**Task details:** In the records below, find the line holding "Where can you see the fishing" and the line holding "Where can you see the gloved". Set down both, with every line between them, exactly.

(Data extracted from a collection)
^^^^

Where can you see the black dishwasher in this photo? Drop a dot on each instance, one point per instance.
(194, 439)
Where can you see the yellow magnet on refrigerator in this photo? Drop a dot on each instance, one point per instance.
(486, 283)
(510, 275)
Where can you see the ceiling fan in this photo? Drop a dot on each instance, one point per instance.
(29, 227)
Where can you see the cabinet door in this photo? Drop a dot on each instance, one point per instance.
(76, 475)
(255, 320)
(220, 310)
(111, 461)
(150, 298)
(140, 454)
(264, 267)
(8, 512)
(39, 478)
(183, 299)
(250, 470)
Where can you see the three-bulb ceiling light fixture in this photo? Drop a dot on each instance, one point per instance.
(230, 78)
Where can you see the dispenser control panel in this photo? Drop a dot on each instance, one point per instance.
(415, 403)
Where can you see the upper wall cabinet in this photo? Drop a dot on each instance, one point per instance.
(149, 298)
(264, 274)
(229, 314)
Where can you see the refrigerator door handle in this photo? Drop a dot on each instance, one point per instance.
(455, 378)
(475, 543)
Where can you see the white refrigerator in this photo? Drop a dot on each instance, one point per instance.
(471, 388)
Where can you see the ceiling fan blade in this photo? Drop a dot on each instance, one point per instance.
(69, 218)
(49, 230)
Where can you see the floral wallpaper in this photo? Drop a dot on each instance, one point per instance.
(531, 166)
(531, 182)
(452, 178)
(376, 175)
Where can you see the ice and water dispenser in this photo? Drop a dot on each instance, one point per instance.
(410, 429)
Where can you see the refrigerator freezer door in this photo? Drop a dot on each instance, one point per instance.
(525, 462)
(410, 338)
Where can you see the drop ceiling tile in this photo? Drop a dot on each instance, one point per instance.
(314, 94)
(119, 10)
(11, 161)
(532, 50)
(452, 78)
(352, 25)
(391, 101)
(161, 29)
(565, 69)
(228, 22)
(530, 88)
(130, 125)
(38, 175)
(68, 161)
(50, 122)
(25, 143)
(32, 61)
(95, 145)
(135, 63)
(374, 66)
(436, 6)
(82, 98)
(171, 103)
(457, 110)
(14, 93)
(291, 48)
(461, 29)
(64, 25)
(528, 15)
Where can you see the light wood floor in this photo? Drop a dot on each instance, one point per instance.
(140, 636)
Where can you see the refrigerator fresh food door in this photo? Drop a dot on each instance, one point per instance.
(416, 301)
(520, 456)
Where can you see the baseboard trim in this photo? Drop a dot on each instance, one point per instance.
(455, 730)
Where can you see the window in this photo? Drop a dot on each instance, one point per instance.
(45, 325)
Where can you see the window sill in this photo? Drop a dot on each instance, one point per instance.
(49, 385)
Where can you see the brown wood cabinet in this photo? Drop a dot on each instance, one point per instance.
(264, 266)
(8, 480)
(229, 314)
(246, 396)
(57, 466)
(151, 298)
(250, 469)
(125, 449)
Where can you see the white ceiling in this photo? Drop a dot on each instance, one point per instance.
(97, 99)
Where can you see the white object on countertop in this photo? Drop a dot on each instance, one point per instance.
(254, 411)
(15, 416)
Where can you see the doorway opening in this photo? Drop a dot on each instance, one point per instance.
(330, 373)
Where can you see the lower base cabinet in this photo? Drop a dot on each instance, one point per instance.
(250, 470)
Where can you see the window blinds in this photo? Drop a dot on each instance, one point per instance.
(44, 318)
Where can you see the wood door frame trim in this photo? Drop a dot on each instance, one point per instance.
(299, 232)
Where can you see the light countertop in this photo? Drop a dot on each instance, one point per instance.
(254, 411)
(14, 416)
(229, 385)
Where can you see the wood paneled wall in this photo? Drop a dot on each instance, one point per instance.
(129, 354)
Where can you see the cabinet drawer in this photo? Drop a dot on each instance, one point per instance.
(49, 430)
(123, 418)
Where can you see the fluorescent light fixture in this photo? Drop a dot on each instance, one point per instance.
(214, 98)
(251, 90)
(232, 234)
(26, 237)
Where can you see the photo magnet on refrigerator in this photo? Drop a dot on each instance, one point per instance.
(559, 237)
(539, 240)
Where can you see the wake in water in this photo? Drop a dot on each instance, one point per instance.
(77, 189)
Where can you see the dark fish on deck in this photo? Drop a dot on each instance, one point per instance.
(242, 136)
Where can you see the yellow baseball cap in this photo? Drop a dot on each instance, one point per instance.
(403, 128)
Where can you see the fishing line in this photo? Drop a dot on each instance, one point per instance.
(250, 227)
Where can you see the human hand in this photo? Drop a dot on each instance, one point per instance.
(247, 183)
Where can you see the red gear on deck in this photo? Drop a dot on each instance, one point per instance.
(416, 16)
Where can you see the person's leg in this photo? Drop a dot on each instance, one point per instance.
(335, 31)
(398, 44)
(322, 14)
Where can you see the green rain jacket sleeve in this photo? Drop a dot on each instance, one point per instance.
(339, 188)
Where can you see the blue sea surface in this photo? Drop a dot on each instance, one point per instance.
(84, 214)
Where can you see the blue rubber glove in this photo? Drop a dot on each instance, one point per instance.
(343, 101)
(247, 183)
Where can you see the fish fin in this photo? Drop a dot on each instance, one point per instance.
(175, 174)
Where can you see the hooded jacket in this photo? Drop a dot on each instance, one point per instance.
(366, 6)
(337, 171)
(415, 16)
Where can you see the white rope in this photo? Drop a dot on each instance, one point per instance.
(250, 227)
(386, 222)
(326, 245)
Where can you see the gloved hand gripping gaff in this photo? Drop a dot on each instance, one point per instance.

^^^^

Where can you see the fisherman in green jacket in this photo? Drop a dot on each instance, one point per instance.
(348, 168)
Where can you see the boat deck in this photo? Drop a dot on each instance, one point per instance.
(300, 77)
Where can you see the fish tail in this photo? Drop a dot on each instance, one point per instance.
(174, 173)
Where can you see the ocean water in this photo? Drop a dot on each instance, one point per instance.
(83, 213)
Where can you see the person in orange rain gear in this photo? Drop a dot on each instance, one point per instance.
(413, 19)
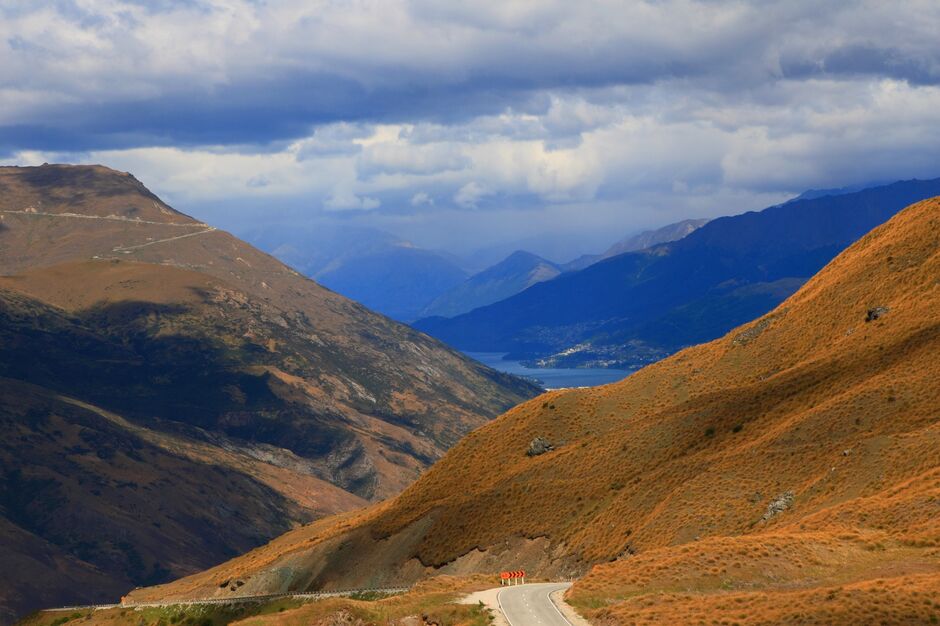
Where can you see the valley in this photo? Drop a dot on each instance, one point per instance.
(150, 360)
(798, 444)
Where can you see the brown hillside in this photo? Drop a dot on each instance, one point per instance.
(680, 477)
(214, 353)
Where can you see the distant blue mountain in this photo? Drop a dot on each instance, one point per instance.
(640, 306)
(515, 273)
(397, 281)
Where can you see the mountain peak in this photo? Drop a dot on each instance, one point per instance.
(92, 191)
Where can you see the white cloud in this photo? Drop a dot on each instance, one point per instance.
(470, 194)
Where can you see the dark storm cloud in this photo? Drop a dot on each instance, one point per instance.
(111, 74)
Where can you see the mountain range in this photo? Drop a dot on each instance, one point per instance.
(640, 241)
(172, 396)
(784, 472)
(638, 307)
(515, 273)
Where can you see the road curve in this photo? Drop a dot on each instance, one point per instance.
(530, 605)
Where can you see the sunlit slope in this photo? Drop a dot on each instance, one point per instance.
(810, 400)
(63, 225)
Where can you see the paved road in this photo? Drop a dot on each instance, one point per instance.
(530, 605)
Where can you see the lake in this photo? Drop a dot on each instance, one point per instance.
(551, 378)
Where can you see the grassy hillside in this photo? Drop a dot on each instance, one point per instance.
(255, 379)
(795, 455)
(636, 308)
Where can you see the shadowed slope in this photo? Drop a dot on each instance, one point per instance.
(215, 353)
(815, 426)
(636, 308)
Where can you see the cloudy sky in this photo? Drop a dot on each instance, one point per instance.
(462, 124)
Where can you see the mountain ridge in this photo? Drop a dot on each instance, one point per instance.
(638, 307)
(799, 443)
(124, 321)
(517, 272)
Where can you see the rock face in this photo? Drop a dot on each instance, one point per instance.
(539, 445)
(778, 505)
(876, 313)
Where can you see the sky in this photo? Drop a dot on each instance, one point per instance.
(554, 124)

^^^^

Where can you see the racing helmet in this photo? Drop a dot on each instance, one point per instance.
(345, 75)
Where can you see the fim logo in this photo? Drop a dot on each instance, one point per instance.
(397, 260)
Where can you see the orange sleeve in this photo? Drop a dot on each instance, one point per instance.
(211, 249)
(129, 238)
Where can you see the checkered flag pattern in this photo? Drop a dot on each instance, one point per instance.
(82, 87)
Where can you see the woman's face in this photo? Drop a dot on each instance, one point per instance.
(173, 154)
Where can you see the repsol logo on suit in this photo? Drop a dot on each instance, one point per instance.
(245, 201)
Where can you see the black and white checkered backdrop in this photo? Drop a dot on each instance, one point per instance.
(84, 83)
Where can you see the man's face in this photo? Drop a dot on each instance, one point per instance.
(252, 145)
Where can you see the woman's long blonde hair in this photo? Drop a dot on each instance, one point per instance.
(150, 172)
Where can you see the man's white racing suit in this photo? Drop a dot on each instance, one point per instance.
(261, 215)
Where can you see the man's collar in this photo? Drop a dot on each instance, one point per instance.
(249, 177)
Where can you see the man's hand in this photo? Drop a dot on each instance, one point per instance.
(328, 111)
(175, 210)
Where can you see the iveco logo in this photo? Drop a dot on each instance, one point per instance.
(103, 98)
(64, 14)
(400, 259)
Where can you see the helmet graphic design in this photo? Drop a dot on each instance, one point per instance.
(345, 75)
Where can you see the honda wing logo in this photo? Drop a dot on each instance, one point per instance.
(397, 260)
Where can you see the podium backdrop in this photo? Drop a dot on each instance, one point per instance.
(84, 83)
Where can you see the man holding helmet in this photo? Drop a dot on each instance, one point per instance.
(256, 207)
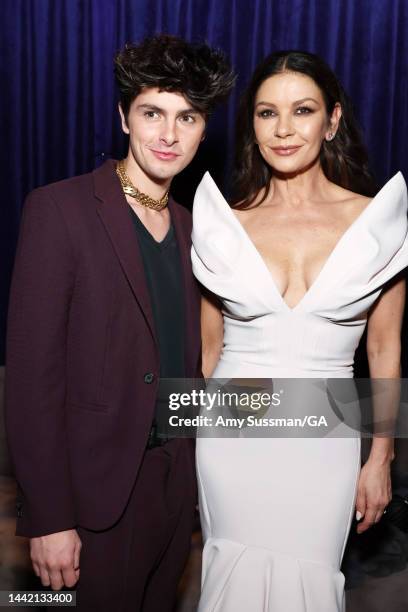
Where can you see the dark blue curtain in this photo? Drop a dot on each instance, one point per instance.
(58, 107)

^^^^

**Result of this task:**
Where can you see the fishing line in this photo? Drop a dot on each instance, one point per instance.
(250, 227)
Where can you see the human hand in this photo? Drop a dot on each instance, one point per instance.
(247, 183)
Where can you see the red gear on deck in this photo? Drop a dot on each instance, one point per instance.
(416, 16)
Where can you see the person's leg in this photo? Drop a dot on each instance, one point per instance.
(335, 31)
(398, 44)
(322, 14)
Where can you see the green rain jacket sleeve in this photo? Drop a dot on each instance, one point per instance.
(339, 188)
Where can you see the blue sea surface in this photo? Drop a dot on each instance, one point per instance.
(84, 214)
Where can you see the blue rubber glove in this photo? Drop a dot on each instance, one point per instance.
(343, 101)
(247, 183)
Where can you see the fish fin in this photo? Drop a dot on each instance, one point per instance.
(175, 174)
Where can you see the hooded jacket in this photo? Drop a dot on each instance, one point per instance.
(366, 6)
(337, 171)
(415, 16)
Where can you see the white rope in this photo? Drop a dot on each instance, one point per instance.
(250, 227)
(386, 222)
(326, 245)
Where can you see the gloved hand gripping gaff in this photo? Drop a dot on each instance, one point per instance.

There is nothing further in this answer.